## What the exercise asks:
All that is wanted is the exact text of each line from the one with "Locate the shallow" to the close of the listing, ends included.

## Supplied data:
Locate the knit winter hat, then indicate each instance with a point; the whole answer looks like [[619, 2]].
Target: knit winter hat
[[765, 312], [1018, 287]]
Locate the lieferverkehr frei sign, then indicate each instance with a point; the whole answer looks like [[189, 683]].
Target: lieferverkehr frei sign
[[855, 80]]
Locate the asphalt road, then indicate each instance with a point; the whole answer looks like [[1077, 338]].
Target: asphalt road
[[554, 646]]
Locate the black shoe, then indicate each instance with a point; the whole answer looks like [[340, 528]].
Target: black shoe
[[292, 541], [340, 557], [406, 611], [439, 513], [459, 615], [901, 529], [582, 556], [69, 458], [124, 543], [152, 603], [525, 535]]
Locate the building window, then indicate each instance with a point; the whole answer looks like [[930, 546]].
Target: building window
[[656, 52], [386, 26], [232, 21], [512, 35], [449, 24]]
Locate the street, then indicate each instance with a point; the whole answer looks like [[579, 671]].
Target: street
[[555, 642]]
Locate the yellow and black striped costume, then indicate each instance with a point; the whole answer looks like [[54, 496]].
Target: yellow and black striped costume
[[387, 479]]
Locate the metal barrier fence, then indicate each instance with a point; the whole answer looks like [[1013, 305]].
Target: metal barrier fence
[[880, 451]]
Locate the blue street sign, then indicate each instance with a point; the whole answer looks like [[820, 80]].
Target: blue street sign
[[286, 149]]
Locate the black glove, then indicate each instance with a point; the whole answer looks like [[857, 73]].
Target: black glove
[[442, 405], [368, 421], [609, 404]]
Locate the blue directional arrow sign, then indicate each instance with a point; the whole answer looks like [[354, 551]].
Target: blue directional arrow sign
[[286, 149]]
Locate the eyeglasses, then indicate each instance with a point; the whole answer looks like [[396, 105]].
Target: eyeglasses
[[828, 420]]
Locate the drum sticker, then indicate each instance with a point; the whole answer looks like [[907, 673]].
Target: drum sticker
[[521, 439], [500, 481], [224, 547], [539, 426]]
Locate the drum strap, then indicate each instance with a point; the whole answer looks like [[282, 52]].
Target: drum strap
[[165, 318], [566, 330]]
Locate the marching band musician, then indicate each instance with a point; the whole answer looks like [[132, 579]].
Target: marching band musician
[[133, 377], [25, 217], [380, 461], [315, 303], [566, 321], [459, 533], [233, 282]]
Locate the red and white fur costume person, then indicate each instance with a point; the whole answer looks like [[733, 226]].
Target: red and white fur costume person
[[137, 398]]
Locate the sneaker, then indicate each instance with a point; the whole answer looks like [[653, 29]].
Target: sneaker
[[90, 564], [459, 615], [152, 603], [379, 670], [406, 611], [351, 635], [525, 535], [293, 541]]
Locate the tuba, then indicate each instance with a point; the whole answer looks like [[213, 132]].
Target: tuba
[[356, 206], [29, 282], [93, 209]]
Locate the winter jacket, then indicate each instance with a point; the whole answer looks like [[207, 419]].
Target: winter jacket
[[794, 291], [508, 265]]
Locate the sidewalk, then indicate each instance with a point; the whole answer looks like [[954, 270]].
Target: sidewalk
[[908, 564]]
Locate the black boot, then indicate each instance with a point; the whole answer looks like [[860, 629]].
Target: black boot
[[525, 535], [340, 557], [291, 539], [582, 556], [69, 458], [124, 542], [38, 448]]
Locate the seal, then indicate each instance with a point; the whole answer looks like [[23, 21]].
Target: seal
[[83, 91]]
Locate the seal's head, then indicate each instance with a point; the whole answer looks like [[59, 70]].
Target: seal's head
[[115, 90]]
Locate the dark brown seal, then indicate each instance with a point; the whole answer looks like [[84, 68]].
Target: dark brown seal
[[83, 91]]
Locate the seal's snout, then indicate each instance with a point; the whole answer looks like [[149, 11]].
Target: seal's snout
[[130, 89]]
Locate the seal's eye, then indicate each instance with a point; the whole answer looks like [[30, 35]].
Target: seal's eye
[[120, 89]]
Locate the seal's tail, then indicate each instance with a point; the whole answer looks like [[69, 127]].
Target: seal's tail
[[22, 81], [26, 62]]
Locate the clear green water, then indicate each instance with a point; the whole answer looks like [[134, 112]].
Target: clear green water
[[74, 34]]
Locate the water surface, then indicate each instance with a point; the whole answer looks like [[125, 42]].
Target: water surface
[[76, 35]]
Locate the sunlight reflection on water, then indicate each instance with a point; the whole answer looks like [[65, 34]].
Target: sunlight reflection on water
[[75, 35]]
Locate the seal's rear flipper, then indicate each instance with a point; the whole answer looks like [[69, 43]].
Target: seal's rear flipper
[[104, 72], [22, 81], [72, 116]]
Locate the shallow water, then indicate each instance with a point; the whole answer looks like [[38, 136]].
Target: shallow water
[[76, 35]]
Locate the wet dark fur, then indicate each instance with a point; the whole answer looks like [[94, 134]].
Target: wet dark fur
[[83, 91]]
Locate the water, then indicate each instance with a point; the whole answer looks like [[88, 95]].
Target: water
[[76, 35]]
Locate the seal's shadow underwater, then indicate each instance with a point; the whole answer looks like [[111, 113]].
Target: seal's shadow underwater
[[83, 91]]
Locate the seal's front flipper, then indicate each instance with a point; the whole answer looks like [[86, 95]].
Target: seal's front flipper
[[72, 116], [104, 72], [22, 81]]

## Exercise output:
Locate the shallow water, then indicate each instance with a point; the whole answer looks like [[38, 136]].
Target: shallow water
[[76, 35]]
Locate the wet dark fur, then indicate each instance with a point; the whole answer looks like [[94, 134]].
Target: wet dark fur
[[83, 91]]
Locate the water, then indicate each instance with a point; the whole answer looks like [[88, 95]].
Target: water
[[76, 35]]
Locate the seal's shadow underwater, then indicate each instance with a point; the whole answer looks like [[111, 113]].
Target: seal's shadow underwater
[[83, 91]]
Locate the seal's front flipper, then indicate each instance with a point; the whole answer looks like [[86, 95]].
Target: seal's front flipper
[[72, 116], [104, 72], [22, 81]]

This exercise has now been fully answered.